#### [WRITTEN REQUEST]
Find each line in the rows below that contains the word "wooden", and copy those lines out.

** start INFORMATION GIVEN **

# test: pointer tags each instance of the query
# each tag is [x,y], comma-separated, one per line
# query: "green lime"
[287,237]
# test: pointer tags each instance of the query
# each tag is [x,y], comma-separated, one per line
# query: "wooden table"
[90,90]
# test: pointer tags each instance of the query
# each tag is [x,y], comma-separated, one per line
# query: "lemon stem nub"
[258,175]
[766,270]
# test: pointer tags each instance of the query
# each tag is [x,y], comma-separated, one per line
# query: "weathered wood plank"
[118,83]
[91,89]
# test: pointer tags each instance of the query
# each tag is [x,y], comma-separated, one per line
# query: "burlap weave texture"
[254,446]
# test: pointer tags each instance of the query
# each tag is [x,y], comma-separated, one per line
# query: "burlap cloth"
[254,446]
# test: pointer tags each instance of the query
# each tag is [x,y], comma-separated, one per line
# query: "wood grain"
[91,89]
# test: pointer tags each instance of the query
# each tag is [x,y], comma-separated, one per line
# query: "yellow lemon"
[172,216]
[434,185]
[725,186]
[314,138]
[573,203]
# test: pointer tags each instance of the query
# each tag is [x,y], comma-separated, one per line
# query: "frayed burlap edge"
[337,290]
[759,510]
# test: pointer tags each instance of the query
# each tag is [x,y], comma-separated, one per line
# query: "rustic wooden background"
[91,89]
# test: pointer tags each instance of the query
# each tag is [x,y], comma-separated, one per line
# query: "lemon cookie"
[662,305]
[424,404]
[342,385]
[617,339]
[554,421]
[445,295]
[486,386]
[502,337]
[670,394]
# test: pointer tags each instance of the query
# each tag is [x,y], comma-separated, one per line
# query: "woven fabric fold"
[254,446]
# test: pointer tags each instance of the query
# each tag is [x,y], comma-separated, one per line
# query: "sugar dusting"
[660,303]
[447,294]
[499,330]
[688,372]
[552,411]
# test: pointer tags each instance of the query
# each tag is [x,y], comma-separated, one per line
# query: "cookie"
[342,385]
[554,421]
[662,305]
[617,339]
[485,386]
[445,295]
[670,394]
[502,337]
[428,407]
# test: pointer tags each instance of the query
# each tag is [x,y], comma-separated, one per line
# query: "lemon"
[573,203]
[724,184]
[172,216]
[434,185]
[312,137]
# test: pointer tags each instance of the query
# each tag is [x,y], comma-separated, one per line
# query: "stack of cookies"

** end INFORMATION GIVEN **

#### [FINAL RESULT]
# query: "wooden table"
# query: "rustic wooden background"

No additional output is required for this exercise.